TEXT SHOWN:
Is Exercise Bad for Acid Reflux? If you are one of the millions of women managing acid reflux symptoms on a weekly basis, don’t miss this essential guide to understanding how exercise can impact your discomfort.
What is Acid Reflux?
Acid reflux disease, or gastroesophageal reflux disease (GERD), is the result of stomach acid frequently backing up into the esophagus due to a weak or abnormal lower esophageal sphincter. The more acid that flows back up through the esophagus, the more irritated the esophageal lining becomes leading to uncomfortable symptoms like chest pain, heartburn, difficulty swallowing, the feeling of having a lump in your throat, as well as regurgitation of sour liquid or food.
- Are pregnant
- Have developed a hiatal hernia
- Are Obese
- Have delayed stomach emptying
- Develop connective tissue disorders (i.e. scleroderma)
Acid reflux activity can also be triggered by lifestyle behaviors such as eating fried, fatty, or spicy foods, smoking, eating a large meal late at night, drinking alcohol and coffee, and taking medicines like aspirin or NSAIDs which are linked to stomach issues.
How Does Exercise Affect Acid Reflux?
In the most obvious way, exercise plays an important role in helping you maintain a healthy weight which can in turn help stave off acid reflux symptoms. When you carry extra weight around, especially around the midsection, it places added pressure on your abdomen and therefore your stomach, pushing acid up in the wrong direction.

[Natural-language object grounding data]
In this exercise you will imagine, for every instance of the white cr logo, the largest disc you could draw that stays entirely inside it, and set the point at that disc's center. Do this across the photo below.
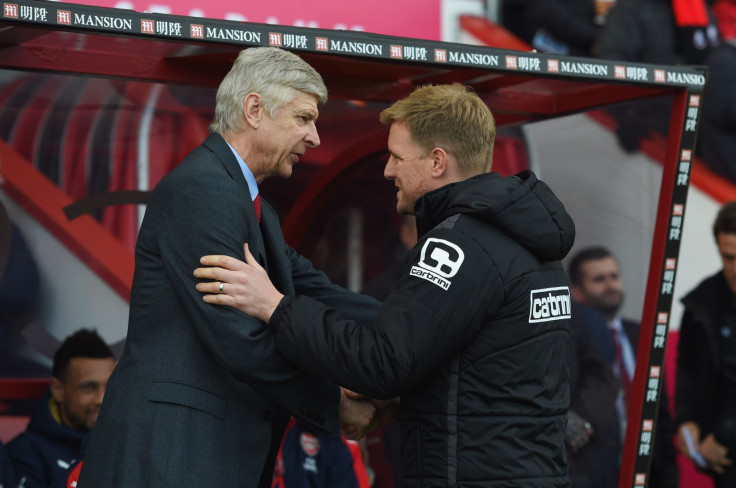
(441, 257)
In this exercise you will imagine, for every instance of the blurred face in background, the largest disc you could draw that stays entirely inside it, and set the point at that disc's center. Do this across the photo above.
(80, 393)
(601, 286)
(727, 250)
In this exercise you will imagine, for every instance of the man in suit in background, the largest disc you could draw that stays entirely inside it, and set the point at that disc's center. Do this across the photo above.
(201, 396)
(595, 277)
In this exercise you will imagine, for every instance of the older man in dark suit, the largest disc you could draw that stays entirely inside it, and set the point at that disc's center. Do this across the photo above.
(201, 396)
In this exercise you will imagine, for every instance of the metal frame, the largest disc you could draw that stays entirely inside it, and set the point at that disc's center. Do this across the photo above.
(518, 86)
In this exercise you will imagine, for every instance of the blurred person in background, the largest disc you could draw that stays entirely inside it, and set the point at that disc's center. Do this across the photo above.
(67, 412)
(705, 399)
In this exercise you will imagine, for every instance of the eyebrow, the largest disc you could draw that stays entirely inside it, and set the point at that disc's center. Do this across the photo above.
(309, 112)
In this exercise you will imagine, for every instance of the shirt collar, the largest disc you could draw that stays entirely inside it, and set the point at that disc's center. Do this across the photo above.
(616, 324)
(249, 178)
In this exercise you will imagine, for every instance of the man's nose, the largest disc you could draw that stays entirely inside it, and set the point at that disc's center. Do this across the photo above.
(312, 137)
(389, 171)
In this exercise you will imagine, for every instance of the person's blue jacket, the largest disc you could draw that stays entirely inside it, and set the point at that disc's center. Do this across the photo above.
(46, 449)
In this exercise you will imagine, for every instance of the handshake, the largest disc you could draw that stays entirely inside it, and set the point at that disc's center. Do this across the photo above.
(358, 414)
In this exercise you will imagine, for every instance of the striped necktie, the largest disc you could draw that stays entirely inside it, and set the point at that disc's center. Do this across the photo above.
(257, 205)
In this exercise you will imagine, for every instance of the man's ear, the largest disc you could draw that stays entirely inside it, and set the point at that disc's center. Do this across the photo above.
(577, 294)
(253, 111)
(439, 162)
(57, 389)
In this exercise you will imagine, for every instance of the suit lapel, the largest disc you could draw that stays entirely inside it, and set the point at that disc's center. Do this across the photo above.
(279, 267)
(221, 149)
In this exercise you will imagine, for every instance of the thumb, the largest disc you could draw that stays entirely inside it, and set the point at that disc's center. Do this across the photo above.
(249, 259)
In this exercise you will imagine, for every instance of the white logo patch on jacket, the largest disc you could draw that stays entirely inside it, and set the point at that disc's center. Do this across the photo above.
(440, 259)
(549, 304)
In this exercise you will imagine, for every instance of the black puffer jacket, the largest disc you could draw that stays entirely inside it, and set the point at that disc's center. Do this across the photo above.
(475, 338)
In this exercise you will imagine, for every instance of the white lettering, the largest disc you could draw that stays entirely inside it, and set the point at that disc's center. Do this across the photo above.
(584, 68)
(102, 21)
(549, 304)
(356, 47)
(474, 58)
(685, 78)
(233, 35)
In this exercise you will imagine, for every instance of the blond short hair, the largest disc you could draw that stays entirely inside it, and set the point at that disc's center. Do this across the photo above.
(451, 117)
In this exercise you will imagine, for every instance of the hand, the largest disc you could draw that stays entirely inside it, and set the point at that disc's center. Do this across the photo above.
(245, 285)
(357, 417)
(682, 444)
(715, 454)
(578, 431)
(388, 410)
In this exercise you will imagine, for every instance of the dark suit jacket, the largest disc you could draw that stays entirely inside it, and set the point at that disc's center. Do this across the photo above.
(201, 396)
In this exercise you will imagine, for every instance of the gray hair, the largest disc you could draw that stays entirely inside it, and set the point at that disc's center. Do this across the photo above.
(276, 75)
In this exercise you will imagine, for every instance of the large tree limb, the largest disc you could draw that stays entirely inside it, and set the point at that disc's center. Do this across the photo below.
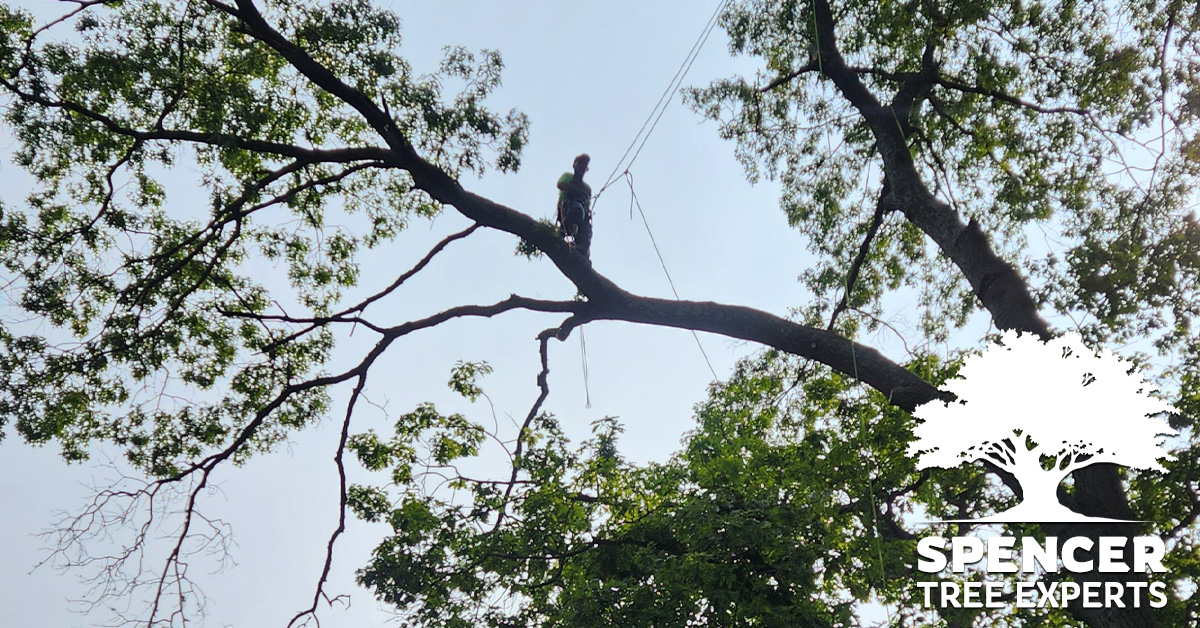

TASKS TO COMPLETE:
1. Translate this sentence from the acid reflux text above into Spanish: "In the most obvious way, exercise plays an important role in helping you maintain a healthy weight which can in turn help stave off acid reflux symptoms."
2. Return the passage of the acid reflux text starting at "Is Exercise Bad" and ending at "is Acid Reflux?", copied word for word.

TASK RESPONSES:
1. De la manera más evidente, el ejercicio desempeña un papel importante al ayudarte a mantener un peso saludable, lo que a su vez puede ayudar a prevenir los síntomas del reflujo ácido.

2.
Is Exercise Bad for Acid Reflux? If you are one of the millions of women managing acid reflux symptoms on a weekly basis, don’t miss this essential guide to understanding how exercise can impact your discomfort.
What is Acid Reflux?